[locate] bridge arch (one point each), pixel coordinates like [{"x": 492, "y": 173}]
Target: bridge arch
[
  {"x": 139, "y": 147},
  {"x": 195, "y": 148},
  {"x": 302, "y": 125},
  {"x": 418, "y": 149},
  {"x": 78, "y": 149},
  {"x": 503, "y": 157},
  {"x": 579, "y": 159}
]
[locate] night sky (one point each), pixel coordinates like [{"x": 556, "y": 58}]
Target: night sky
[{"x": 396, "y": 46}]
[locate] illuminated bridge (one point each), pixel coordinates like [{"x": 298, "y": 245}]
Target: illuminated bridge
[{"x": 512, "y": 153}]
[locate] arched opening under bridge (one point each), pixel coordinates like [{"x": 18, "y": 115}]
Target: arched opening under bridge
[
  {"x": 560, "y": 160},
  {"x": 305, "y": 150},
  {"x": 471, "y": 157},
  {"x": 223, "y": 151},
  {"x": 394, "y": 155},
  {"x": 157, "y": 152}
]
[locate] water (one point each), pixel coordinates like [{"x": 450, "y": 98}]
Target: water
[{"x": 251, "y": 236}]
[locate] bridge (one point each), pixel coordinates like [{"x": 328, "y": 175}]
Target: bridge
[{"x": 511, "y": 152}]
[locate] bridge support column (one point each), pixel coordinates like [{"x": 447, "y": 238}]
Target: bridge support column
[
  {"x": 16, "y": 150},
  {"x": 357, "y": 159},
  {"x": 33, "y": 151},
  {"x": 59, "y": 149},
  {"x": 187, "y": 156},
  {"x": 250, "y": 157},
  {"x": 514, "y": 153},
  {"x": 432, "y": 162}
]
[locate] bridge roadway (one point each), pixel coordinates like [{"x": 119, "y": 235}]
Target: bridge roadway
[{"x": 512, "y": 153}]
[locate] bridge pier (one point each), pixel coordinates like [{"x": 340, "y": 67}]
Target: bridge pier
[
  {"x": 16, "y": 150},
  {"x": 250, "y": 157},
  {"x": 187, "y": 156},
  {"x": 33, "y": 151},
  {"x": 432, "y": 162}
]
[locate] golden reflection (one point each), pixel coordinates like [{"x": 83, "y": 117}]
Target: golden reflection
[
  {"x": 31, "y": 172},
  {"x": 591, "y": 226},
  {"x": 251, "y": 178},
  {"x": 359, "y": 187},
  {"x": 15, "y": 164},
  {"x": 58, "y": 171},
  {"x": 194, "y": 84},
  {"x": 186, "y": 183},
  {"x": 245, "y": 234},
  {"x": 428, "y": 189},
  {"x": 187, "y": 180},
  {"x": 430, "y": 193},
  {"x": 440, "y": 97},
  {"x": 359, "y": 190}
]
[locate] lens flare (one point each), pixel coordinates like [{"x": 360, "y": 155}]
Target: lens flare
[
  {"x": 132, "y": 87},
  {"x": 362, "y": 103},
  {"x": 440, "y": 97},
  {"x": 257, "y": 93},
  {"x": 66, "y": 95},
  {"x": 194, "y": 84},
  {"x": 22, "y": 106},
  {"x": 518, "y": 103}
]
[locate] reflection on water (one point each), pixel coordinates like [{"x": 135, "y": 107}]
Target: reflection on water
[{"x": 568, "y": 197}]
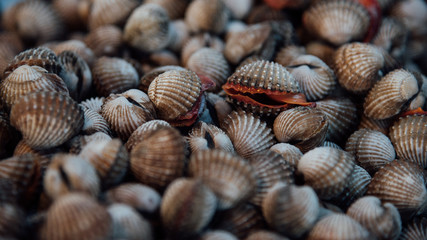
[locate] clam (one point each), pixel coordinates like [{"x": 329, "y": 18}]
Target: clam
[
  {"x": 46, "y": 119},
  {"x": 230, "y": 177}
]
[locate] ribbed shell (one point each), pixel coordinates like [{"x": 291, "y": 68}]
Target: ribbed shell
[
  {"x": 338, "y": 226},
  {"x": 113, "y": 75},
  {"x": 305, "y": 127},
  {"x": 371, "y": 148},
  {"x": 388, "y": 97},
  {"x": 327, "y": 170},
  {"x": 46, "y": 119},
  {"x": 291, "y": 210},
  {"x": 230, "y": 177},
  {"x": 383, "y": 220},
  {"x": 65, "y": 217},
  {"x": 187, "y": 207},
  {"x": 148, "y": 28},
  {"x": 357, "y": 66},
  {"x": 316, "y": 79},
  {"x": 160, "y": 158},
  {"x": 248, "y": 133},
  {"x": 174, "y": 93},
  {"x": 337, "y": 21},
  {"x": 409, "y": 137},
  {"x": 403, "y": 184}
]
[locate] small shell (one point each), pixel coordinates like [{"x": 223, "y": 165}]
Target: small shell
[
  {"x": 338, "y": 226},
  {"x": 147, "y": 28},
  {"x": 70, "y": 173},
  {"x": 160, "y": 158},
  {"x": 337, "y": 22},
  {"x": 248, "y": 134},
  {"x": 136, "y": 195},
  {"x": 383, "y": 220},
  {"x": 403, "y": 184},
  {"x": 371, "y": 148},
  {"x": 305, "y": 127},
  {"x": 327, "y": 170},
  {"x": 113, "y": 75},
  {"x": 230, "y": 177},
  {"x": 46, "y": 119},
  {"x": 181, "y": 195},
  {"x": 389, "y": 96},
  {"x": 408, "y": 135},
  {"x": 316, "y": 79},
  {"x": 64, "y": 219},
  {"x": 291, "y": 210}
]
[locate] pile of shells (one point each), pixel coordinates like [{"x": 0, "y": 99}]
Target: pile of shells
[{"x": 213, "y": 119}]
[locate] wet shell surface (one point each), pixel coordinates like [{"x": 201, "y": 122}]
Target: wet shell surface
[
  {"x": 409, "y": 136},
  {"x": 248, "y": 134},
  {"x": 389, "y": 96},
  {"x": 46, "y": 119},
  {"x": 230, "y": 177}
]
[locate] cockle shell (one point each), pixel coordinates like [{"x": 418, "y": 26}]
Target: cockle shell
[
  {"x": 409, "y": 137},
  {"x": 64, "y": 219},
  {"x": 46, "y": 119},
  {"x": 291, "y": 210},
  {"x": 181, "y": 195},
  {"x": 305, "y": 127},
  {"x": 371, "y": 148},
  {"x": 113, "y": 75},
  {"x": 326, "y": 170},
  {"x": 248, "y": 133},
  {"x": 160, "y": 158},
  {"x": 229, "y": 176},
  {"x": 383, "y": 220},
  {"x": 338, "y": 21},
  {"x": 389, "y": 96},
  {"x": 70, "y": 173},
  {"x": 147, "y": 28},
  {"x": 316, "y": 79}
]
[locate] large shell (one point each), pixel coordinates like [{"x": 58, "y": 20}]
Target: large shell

* * *

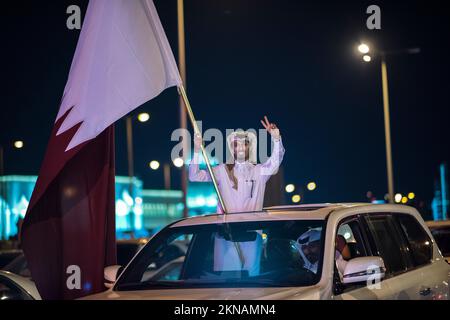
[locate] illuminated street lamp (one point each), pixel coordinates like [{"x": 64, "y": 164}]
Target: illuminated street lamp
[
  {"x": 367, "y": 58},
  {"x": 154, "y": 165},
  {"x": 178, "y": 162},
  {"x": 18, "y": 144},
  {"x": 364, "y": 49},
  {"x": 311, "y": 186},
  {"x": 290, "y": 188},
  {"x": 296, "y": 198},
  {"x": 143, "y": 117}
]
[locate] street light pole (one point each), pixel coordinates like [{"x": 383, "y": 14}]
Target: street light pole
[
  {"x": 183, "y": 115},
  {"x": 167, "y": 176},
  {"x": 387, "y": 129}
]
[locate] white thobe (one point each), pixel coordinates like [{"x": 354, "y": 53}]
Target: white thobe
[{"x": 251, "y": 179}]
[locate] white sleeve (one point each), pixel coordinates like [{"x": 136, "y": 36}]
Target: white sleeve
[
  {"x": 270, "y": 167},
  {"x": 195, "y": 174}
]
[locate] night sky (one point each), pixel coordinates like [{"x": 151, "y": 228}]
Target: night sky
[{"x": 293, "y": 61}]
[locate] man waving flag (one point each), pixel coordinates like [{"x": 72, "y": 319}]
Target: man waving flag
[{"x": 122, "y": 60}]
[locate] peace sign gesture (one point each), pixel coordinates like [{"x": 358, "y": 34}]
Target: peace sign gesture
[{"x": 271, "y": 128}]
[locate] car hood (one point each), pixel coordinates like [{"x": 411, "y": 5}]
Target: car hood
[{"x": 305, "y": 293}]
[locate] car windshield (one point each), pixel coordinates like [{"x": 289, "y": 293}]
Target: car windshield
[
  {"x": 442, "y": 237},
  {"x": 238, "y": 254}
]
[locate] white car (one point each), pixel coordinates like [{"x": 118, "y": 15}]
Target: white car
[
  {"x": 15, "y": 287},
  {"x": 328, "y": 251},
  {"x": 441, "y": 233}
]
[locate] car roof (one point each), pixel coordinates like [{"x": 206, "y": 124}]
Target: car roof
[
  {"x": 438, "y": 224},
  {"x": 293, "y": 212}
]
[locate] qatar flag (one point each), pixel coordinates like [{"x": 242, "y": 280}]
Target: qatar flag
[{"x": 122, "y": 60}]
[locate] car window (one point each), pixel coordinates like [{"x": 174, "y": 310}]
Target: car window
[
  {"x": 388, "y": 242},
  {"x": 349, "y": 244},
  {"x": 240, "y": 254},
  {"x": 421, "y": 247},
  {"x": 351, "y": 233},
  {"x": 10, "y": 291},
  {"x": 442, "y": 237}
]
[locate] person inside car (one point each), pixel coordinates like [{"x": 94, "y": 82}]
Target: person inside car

* * *

■ Exercise directions
Gather every line of the records above that contains the string "arched". Case counts, so only lines with the same capitalization qualify.

■ Response to the task
[locate] arched opening under bridge (one point each), pixel coordinates like [{"x": 18, "y": 115}]
Target: arched opening under bridge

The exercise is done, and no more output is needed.